SAT: Seventies Aptitude Test

What do you remember from five decades ago?

  1. “I gave my love a cherry
    That had no stone…..
    I gave my love a chicken
    That had no bone
    I gave my love a story.…”


    The preceding lyrics, when sung, prompted:
  1. Reuben Kinkaid to fall in love with Shirley Partridge
  2. Bluto to smash a guitar against the wall during a Delta House toga party
  3. Florida Evans to stop paying for JJ’s singing lessons
  4. The awarding of the Grammy to Electric Light Orchestra in 1975
  5. A love-sick, tone-deaf kidnapper to abduct Sabrina Duncan on “Charlie’s Angels”
  1. When Roman Stripe proclaimed in a national space advertisement, “We make pantyhose for….” They were referring to whom:
  1. Richard Raskind, a.k.a. Dr. Renee Richards
  2. Rod Stewart
  3. Jaclyn Smith
  4. Joe Namath
  5. David Cassidy
  1. Jose Eber’s claim to fame:
  1. Bo Derek’s strands of long, knotted braids and colorful beads.
  2. Cher’s greasy, stringy, black, cover-the-hipbone mane
  3. Rachel Welch’s dye jobs
  4. Phyllis Diller’s platinum blond wigs
  5. Farrah Fawcett’s winged and flipped hair
  1. Where can the following be found: Fold-Ins, Spy vs. Spy, Don Martin Department, the Lighter Side of:
  1. Sensurround is to Earthquake
  2. Charlie is to his Angels
  3. Leather and studs are to the Rocky Horror Picture Show
  4. The Verrazano Narrows is to Saturday Night Fever
  5. The Great Gazoo is to Fred Flintstone
  1. The Tallahatchee is to the Ode to Billy Joe as:
  1. Ms.
  2. Mad
  3. The Pentagon Papers
  4. Seventeen
  5. Hustler
  1. The initials of the Jackson 5’s fan magazine, TcB!, stood for:
  1. The Cash Box!
  2. Tito Can Boff!
  3. The Care Bears!
  4. Too Cool Bubba!
  5. Takin’ Care of Business!
  1. The first name of Sonny and Cher’s first and only child:
  1. Cherokee Nation
  2. B. Rob Camilletti
  3. Chastity
  4. Moon Unit
  5. Gypsie
  1. The Hardy Boys female counterpart:
  1. Julie McCoy, your cruise director
  2. Jaime Sommers, the Bionic Woman
  3. Josie of “Josie and the Pussycats”

[Region annotation entries]
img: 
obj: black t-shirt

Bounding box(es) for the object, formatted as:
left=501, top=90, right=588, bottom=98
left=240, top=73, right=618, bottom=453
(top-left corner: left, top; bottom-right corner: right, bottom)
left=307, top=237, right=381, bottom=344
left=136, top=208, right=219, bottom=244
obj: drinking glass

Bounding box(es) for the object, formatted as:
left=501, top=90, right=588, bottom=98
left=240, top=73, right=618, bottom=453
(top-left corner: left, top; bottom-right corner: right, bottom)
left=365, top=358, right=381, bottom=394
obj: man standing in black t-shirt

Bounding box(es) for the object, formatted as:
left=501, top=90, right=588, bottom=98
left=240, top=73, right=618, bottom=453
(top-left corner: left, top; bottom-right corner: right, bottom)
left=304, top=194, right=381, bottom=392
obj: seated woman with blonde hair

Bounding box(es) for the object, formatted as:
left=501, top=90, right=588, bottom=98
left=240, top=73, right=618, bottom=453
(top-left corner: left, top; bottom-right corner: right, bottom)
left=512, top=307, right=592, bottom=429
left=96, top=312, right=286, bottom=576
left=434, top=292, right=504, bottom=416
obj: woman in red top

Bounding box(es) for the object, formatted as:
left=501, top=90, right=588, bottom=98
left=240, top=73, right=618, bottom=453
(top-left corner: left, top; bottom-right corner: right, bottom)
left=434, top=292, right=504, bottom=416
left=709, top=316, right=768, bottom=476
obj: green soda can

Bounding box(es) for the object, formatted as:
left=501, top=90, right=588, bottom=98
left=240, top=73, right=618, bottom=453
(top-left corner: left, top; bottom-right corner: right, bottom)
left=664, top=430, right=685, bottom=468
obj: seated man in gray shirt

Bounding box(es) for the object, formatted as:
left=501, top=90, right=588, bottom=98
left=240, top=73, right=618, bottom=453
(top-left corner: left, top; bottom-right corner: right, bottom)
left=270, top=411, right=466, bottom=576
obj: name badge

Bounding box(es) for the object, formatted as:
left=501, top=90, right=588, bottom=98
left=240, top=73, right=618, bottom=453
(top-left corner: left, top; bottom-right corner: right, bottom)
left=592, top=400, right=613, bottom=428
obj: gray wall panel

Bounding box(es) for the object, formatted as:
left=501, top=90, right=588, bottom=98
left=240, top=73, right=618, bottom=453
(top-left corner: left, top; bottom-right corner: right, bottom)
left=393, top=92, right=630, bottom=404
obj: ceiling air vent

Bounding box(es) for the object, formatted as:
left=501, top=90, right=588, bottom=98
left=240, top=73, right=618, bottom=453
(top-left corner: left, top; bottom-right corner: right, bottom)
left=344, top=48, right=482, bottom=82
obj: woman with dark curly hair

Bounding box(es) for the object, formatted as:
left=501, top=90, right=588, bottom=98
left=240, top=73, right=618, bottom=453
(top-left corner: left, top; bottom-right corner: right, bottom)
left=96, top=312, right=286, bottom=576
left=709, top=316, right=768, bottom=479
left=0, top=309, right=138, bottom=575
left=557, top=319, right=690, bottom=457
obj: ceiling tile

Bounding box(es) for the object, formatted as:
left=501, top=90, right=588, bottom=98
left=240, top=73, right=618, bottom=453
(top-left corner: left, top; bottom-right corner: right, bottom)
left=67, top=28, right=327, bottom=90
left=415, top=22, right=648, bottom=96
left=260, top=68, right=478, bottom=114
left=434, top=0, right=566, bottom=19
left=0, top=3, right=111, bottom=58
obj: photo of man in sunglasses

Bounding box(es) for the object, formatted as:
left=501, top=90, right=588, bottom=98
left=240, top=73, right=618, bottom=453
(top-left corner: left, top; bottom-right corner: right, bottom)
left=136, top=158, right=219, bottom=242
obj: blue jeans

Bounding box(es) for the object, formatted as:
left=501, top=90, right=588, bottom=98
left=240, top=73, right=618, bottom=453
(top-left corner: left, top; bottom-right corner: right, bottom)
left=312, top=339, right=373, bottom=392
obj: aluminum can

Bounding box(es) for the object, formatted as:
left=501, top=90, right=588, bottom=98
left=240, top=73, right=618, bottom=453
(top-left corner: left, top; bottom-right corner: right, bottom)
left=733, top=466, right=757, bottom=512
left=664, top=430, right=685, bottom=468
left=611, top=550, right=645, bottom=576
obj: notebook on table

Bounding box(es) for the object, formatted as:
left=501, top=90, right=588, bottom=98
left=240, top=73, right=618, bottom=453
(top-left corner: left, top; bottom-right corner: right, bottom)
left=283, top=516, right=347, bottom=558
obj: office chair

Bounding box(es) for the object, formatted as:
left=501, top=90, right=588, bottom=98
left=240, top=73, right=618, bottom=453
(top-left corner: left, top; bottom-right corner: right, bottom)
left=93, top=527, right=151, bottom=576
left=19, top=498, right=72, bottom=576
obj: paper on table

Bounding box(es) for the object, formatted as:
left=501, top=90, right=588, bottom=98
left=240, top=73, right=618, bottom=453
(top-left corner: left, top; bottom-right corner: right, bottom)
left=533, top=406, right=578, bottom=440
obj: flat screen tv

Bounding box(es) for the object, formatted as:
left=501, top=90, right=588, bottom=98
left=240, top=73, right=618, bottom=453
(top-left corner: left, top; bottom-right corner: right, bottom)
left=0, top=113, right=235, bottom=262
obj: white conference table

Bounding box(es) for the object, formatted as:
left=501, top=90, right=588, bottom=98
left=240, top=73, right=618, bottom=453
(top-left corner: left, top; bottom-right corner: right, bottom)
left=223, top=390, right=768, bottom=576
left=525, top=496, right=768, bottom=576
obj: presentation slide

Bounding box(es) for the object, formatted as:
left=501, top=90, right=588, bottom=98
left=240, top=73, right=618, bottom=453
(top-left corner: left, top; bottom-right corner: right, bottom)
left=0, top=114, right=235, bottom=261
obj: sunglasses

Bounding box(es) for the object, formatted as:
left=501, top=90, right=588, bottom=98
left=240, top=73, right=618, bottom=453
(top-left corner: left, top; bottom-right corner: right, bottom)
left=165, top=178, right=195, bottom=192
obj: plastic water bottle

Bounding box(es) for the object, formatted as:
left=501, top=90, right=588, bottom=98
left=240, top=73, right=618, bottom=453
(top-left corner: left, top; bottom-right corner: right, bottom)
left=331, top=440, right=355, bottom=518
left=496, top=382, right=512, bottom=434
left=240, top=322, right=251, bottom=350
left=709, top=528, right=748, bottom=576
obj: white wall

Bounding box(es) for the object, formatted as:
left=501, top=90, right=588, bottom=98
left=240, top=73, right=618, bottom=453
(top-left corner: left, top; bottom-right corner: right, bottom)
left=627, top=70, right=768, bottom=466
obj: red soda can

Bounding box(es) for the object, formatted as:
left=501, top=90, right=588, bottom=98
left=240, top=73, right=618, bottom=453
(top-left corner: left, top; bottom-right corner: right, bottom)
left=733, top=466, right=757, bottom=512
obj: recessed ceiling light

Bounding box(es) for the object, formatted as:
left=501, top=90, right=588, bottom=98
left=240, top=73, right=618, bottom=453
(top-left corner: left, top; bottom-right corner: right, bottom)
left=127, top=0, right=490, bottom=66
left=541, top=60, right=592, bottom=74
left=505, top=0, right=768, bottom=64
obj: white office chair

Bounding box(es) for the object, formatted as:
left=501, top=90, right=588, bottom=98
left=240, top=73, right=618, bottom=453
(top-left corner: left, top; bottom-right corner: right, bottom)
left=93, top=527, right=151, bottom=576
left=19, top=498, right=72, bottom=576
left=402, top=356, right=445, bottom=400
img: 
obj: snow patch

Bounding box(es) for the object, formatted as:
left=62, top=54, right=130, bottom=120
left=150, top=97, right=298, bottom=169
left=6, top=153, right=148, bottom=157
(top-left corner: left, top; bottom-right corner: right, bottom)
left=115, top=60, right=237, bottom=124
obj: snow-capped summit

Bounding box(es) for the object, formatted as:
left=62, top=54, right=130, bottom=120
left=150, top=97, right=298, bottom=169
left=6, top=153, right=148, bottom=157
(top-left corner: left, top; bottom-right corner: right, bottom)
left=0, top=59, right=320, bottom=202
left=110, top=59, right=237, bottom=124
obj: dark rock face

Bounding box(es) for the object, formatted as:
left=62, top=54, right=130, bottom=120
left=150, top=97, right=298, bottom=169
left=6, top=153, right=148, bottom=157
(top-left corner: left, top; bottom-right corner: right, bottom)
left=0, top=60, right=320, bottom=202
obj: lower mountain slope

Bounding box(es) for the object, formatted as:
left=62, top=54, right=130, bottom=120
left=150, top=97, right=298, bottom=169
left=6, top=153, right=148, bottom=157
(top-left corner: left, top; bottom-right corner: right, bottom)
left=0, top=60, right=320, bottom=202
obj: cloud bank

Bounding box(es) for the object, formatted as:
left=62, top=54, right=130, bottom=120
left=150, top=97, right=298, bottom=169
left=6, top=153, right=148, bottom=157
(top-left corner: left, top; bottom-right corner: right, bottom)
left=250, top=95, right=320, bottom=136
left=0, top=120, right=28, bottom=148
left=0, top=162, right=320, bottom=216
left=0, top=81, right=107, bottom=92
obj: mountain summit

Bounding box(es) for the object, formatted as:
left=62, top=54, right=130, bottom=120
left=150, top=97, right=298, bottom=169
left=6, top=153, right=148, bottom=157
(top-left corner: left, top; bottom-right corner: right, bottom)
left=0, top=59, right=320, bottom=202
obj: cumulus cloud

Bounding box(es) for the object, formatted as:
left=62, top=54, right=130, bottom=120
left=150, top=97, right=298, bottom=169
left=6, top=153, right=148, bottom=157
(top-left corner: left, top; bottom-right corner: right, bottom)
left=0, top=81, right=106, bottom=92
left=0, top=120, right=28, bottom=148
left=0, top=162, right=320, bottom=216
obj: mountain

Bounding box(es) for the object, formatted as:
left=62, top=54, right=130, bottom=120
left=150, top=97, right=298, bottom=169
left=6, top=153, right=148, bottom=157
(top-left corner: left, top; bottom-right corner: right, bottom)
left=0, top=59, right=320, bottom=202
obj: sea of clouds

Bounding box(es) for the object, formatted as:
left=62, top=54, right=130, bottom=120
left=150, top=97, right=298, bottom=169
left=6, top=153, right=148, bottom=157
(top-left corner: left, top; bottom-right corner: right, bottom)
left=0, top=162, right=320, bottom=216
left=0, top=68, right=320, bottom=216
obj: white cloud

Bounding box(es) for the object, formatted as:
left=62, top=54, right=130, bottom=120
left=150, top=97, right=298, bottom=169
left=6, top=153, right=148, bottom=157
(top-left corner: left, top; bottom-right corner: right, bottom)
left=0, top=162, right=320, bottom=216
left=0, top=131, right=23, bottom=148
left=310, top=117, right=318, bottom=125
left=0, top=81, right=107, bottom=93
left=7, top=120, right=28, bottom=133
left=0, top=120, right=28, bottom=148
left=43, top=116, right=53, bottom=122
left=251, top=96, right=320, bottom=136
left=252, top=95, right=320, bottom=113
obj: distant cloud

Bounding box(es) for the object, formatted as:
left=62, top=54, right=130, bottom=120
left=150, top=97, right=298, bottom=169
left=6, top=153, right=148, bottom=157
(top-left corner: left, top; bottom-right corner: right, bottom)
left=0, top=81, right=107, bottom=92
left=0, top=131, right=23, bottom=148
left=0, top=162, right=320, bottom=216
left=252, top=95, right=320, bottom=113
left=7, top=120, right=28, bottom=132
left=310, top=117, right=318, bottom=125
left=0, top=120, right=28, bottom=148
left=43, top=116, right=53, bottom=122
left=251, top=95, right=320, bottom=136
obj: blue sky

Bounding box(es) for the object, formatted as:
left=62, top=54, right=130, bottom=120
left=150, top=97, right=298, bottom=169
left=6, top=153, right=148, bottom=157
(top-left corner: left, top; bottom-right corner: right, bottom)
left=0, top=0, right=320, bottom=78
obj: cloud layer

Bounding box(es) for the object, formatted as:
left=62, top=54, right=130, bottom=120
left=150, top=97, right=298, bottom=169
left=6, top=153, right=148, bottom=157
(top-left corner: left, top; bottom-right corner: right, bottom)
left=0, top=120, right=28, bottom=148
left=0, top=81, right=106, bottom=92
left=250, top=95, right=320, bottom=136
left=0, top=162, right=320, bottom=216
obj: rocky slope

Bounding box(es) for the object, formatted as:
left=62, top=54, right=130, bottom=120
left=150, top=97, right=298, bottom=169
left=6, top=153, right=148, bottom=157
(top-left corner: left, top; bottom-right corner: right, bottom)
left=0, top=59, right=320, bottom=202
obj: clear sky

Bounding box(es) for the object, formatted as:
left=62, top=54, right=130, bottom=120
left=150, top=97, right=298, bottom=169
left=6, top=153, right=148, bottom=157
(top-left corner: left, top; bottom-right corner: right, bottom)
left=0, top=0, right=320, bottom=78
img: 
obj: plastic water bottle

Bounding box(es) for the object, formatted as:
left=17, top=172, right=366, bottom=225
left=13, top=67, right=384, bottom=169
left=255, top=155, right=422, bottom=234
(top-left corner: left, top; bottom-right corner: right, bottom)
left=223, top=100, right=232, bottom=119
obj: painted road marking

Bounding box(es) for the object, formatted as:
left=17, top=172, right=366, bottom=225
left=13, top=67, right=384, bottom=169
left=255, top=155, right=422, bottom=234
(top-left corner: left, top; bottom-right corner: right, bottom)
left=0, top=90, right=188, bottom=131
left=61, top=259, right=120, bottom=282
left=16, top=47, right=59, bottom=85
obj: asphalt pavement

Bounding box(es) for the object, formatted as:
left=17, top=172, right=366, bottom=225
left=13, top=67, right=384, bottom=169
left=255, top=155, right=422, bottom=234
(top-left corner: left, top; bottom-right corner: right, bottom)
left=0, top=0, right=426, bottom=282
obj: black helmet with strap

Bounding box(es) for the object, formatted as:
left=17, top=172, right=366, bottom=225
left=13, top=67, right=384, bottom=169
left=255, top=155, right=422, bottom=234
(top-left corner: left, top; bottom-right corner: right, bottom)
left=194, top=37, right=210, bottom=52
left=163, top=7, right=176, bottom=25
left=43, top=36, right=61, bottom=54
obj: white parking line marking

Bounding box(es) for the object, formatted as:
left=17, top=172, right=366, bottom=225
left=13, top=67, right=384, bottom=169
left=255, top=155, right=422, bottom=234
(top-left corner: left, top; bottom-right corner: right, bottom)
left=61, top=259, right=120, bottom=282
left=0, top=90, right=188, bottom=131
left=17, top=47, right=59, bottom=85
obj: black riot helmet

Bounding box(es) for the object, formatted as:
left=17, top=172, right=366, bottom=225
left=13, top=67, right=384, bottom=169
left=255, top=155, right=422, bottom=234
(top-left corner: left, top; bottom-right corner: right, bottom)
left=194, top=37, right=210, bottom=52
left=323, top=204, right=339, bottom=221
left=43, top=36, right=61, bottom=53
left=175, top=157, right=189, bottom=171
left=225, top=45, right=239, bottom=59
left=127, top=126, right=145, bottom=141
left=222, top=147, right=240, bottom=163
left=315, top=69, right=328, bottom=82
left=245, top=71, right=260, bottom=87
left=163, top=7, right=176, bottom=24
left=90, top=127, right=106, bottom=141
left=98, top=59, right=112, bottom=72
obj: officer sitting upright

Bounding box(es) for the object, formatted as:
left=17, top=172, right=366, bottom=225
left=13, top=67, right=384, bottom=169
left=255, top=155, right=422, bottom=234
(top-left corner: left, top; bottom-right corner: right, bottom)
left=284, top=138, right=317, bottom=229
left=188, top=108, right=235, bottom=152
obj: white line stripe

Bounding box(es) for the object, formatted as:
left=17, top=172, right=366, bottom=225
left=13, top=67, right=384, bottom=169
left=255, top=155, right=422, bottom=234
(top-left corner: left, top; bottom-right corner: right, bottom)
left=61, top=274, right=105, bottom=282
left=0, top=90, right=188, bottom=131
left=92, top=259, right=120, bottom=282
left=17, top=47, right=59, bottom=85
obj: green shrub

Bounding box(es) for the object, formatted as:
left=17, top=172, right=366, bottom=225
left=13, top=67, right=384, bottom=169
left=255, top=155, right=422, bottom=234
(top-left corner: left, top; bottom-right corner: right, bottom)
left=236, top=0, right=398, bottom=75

> **WORK TO COMPLETE**
(1) Do these statements agree with the Seventies Aptitude Test? Answer yes or no for each and quote the words from the text that decide it.
(a) The test asks what you remember from five decades ago.
(b) One option describes Bluto smashing a guitar at a toga party.
(c) Sonny and Cher are described as having more than one child.
(2) List every person whose hair or hairstyle appears among the options that follow "Jose Eber’s claim to fame:" in the Seventies Aptitude Test.
(3) Answer these questions from the Seventies Aptitude Test.
(a) Whose fan magazine had the initials TcB!?
(b) Which show is named in the option about Sabrina Duncan's abduction?
(c) Which company made the pantyhose claim in a national advertisement?

> **SOLUTIONS BY TASK**
(1)
(a) Yes: "What do you remember from five decades ago?"
(b) Yes: "Bluto to smash a guitar against the wall during a Delta House toga party"
(c) No: "Sonny and Cher’s first and only child"

(2) Bo Derek, Cher, Rachel Welch, Phyllis Diller, Farrah Fawcett

(3)
(a) The Jackson 5's
(b) "Charlie’s Angels"
(c) Roman Stripe